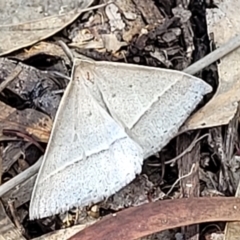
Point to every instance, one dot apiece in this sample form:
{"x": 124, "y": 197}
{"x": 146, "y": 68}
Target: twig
{"x": 187, "y": 150}
{"x": 66, "y": 50}
{"x": 21, "y": 177}
{"x": 179, "y": 179}
{"x": 14, "y": 216}
{"x": 212, "y": 57}
{"x": 11, "y": 77}
{"x": 24, "y": 136}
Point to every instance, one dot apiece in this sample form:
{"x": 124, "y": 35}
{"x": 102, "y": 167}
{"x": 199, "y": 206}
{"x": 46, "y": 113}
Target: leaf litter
{"x": 158, "y": 35}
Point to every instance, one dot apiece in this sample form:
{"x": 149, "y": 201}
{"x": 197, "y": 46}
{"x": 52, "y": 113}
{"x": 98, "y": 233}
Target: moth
{"x": 112, "y": 116}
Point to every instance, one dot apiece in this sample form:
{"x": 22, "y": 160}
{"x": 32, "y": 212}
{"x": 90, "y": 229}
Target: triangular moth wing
{"x": 89, "y": 156}
{"x": 152, "y": 103}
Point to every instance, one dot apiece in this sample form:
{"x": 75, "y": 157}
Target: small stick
{"x": 11, "y": 77}
{"x": 212, "y": 57}
{"x": 21, "y": 177}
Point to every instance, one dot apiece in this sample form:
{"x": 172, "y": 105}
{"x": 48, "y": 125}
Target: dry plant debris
{"x": 168, "y": 34}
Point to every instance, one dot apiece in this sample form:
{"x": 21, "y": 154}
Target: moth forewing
{"x": 88, "y": 157}
{"x": 152, "y": 103}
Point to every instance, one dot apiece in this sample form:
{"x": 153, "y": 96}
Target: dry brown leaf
{"x": 64, "y": 233}
{"x": 34, "y": 123}
{"x": 111, "y": 43}
{"x": 136, "y": 222}
{"x": 49, "y": 48}
{"x": 23, "y": 23}
{"x": 7, "y": 228}
{"x": 222, "y": 107}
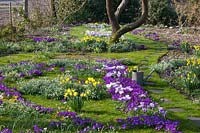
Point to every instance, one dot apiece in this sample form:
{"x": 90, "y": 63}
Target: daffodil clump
{"x": 96, "y": 88}
{"x": 193, "y": 62}
{"x": 92, "y": 81}
{"x": 73, "y": 93}
{"x": 75, "y": 98}
{"x": 64, "y": 79}
{"x": 91, "y": 38}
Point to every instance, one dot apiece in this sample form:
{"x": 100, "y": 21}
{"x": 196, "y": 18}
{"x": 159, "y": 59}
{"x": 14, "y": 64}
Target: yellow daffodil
{"x": 75, "y": 94}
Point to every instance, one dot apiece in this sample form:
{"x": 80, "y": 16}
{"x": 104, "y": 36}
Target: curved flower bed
{"x": 123, "y": 89}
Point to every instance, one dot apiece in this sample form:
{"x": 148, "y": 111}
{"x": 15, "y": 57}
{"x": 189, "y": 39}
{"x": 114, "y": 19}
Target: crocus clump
{"x": 151, "y": 121}
{"x": 12, "y": 92}
{"x": 44, "y": 39}
{"x": 6, "y": 130}
{"x": 125, "y": 89}
{"x": 98, "y": 33}
{"x": 153, "y": 36}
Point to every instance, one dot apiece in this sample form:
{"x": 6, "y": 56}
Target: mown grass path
{"x": 104, "y": 110}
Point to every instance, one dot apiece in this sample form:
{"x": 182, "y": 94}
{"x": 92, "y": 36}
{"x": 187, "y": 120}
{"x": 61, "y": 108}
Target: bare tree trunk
{"x": 128, "y": 27}
{"x": 112, "y": 19}
{"x": 120, "y": 8}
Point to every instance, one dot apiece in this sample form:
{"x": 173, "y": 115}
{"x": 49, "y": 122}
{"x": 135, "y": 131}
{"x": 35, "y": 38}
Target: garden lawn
{"x": 104, "y": 110}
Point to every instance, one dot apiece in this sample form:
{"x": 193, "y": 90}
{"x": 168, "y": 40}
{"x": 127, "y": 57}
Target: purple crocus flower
{"x": 1, "y": 102}
{"x": 37, "y": 129}
{"x": 6, "y": 130}
{"x": 62, "y": 69}
{"x": 35, "y": 72}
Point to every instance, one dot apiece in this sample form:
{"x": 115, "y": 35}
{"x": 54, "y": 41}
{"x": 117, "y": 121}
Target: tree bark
{"x": 111, "y": 15}
{"x": 129, "y": 27}
{"x": 120, "y": 8}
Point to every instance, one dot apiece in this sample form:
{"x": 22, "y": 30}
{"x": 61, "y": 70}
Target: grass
{"x": 104, "y": 110}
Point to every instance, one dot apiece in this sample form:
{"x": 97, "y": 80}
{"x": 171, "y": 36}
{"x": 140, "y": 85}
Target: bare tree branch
{"x": 120, "y": 8}
{"x": 111, "y": 15}
{"x": 133, "y": 25}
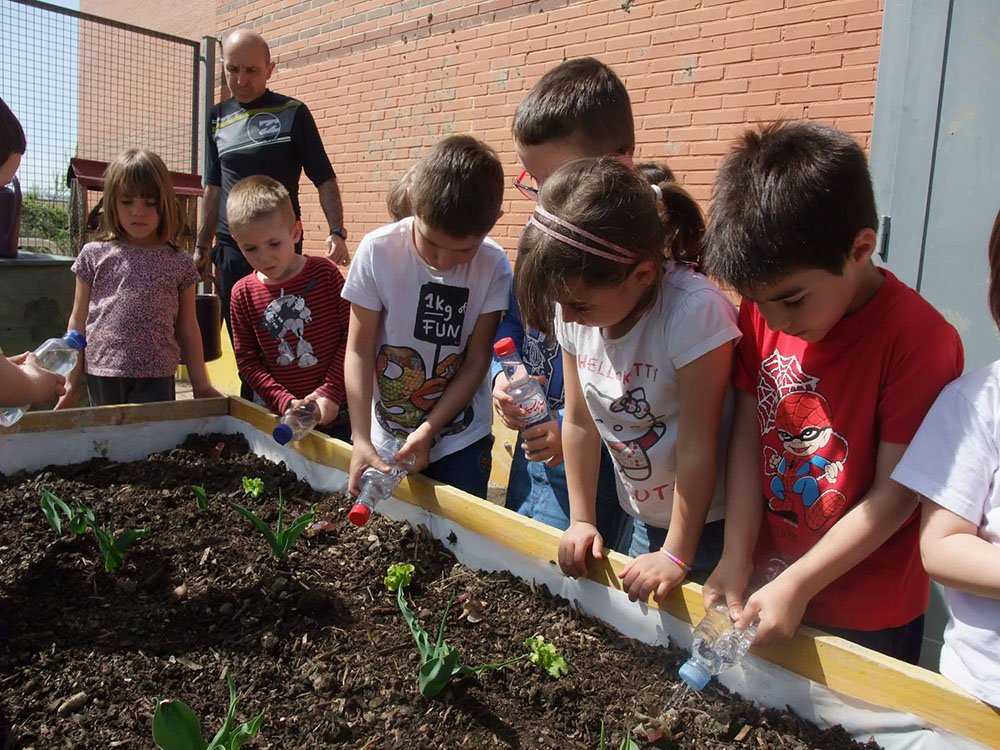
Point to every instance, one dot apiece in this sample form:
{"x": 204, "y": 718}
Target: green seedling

§ **REQUIRED WORK**
Please set down the records exactly, and keep every image out of the copy.

§ **REPLY TO THE TASK**
Point to every instance, one dot apiece in this sample form:
{"x": 124, "y": 197}
{"x": 146, "y": 68}
Target: twig
{"x": 187, "y": 150}
{"x": 66, "y": 50}
{"x": 21, "y": 177}
{"x": 179, "y": 179}
{"x": 14, "y": 216}
{"x": 212, "y": 57}
{"x": 11, "y": 77}
{"x": 24, "y": 136}
Point to every instance, one dot apiece in this sample form:
{"x": 124, "y": 35}
{"x": 102, "y": 167}
{"x": 199, "y": 206}
{"x": 46, "y": 113}
Target: leaf litter
{"x": 158, "y": 35}
Point to every instance, one dot apiece in this sample form:
{"x": 149, "y": 201}
{"x": 197, "y": 46}
{"x": 52, "y": 113}
{"x": 98, "y": 233}
Target: moth
{"x": 112, "y": 116}
Point to every instance, one dot apiece in this sample form:
{"x": 22, "y": 160}
{"x": 32, "y": 212}
{"x": 90, "y": 229}
Target: triangular moth wing
{"x": 89, "y": 156}
{"x": 152, "y": 103}
Point to every instance, one dot apiece in this sample form:
{"x": 75, "y": 157}
Target: small stick
{"x": 11, "y": 77}
{"x": 212, "y": 57}
{"x": 21, "y": 177}
Point to every instance, one dot apiece in this sample form:
{"x": 172, "y": 105}
{"x": 48, "y": 125}
Target: dry plant debris
{"x": 168, "y": 34}
Point to every instance, one dot apiece in this sample form:
{"x": 21, "y": 154}
Target: moth forewing
{"x": 88, "y": 157}
{"x": 152, "y": 103}
Point to every instance, one dot apiece in this sample form:
{"x": 153, "y": 96}
Target: dry brown leaf
{"x": 64, "y": 233}
{"x": 34, "y": 123}
{"x": 111, "y": 43}
{"x": 136, "y": 222}
{"x": 49, "y": 48}
{"x": 23, "y": 23}
{"x": 7, "y": 228}
{"x": 222, "y": 107}
Point to every instance, one dot apiece in this sample form:
{"x": 90, "y": 63}
Target: daffodil clump
{"x": 96, "y": 88}
{"x": 193, "y": 62}
{"x": 92, "y": 81}
{"x": 73, "y": 93}
{"x": 75, "y": 98}
{"x": 64, "y": 79}
{"x": 91, "y": 38}
Point to every instance, one dot apiece in this sample form:
{"x": 100, "y": 21}
{"x": 196, "y": 18}
{"x": 159, "y": 59}
{"x": 14, "y": 64}
Target: yellow daffodil
{"x": 75, "y": 94}
Point to every instance, one dot apiece in this sample form:
{"x": 80, "y": 16}
{"x": 104, "y": 36}
Target: curved flower bed
{"x": 123, "y": 89}
Point to every instance, one dot apiece in this sample form:
{"x": 148, "y": 111}
{"x": 15, "y": 57}
{"x": 189, "y": 39}
{"x": 114, "y": 19}
Target: crocus clump
{"x": 151, "y": 121}
{"x": 12, "y": 92}
{"x": 44, "y": 39}
{"x": 6, "y": 130}
{"x": 125, "y": 89}
{"x": 98, "y": 33}
{"x": 153, "y": 36}
Point to every instance, one dot apiece in this sample form:
{"x": 6, "y": 56}
Target: mown grass path
{"x": 104, "y": 110}
Point to every instance, one dot apiece in this sample form:
{"x": 182, "y": 94}
{"x": 92, "y": 36}
{"x": 187, "y": 120}
{"x": 61, "y": 108}
Target: bare tree trunk
{"x": 128, "y": 27}
{"x": 112, "y": 19}
{"x": 120, "y": 8}
Point to every instance, one dot apiece in this sample form:
{"x": 173, "y": 115}
{"x": 49, "y": 122}
{"x": 135, "y": 131}
{"x": 35, "y": 38}
Target: garden lawn
{"x": 104, "y": 110}
Point to every instance, one dot apiece in this sample form:
{"x": 193, "y": 90}
{"x": 168, "y": 40}
{"x": 127, "y": 57}
Target: purple crocus flower
{"x": 1, "y": 102}
{"x": 37, "y": 129}
{"x": 6, "y": 130}
{"x": 62, "y": 69}
{"x": 35, "y": 72}
Point to every instance, one dot apiece in this sample form:
{"x": 115, "y": 35}
{"x": 54, "y": 41}
{"x": 117, "y": 121}
Target: tree bark
{"x": 111, "y": 15}
{"x": 129, "y": 27}
{"x": 120, "y": 8}
Point to every instance, one dot apiece in this sample form:
{"x": 22, "y": 30}
{"x": 61, "y": 70}
Target: grass
{"x": 104, "y": 110}
Point to every instance, one dot apiece in this sample form:
{"x": 97, "y": 80}
{"x": 171, "y": 36}
{"x": 140, "y": 85}
Target: bare tree branch
{"x": 120, "y": 8}
{"x": 111, "y": 15}
{"x": 133, "y": 25}
Point to every instance, one dot apiece in this sample form:
{"x": 204, "y": 718}
Target: green seedling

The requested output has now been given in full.